** Required task **
Rewrite the data below, changing every "top-left corner" to "upper-left corner" and leaving everything else as it is.

** Provided material **
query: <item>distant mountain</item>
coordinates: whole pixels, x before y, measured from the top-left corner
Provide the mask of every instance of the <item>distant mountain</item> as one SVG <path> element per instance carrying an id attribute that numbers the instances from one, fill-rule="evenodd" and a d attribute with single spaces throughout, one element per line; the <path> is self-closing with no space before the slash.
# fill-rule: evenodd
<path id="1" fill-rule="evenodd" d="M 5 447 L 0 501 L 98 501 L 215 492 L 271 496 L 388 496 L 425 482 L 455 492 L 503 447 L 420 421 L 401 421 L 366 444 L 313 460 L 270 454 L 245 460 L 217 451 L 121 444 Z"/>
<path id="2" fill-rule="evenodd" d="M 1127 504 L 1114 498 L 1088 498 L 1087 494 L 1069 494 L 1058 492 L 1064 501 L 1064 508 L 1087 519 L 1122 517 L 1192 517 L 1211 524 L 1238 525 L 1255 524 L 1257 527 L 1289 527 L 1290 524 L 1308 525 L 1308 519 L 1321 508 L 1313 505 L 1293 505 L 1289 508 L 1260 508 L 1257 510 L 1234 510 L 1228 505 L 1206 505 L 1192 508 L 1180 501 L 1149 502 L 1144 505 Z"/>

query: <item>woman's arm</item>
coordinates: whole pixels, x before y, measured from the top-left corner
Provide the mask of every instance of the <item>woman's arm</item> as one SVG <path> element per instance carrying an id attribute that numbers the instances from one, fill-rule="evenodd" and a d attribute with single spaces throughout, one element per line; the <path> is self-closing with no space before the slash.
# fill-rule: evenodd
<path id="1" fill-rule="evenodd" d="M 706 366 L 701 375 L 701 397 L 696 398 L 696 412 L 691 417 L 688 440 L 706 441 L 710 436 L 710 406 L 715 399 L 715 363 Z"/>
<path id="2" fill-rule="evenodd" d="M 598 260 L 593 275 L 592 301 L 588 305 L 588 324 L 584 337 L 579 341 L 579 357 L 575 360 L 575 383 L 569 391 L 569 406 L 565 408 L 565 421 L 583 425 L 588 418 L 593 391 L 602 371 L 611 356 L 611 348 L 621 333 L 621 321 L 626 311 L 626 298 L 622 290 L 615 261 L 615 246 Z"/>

** Complete output **
query: <item>distant mountain</item>
coordinates: whole pixels, x before y, measured from the upper-left corner
Provide the mask of every instance of the <item>distant mountain</item> as one SVG <path> element per instance carrying an id attribute that numbers the instances from one, fill-rule="evenodd" and a d attribute with single spaces throughout, one element per line; the <path> is self-closing with no space before the slash.
# fill-rule: evenodd
<path id="1" fill-rule="evenodd" d="M 5 447 L 0 501 L 98 501 L 215 492 L 271 496 L 388 496 L 425 482 L 455 492 L 503 447 L 420 421 L 401 421 L 366 444 L 313 460 L 270 454 L 245 460 L 217 451 L 121 444 Z"/>
<path id="2" fill-rule="evenodd" d="M 1127 504 L 1114 498 L 1088 498 L 1087 494 L 1069 494 L 1058 492 L 1064 501 L 1064 508 L 1087 519 L 1122 517 L 1192 517 L 1211 524 L 1238 525 L 1255 524 L 1257 527 L 1289 527 L 1290 524 L 1308 525 L 1308 519 L 1321 508 L 1313 505 L 1293 505 L 1289 508 L 1260 508 L 1257 510 L 1234 510 L 1228 505 L 1206 505 L 1192 508 L 1180 501 L 1149 502 L 1144 505 Z"/>

query: <item>woman's arm</item>
coordinates: whole pixels, x before y, measured from the upper-left corner
Provide the mask of every instance of the <item>woman's arm</item> as one SVG <path> element per instance carrying an id attribute that numbers the instances from one, fill-rule="evenodd" and a d attribute with single spaces throughout, one element per line; the <path> is self-closing with no space before the slash.
# fill-rule: evenodd
<path id="1" fill-rule="evenodd" d="M 706 366 L 701 375 L 701 397 L 696 398 L 696 412 L 691 417 L 688 440 L 706 441 L 710 436 L 710 406 L 715 399 L 715 363 Z"/>
<path id="2" fill-rule="evenodd" d="M 598 260 L 593 275 L 592 301 L 588 305 L 588 324 L 584 337 L 579 341 L 579 357 L 575 360 L 575 383 L 569 391 L 569 406 L 565 408 L 565 421 L 583 425 L 588 418 L 593 391 L 602 371 L 611 356 L 611 348 L 621 333 L 621 321 L 626 311 L 626 298 L 622 290 L 615 261 L 615 246 Z"/>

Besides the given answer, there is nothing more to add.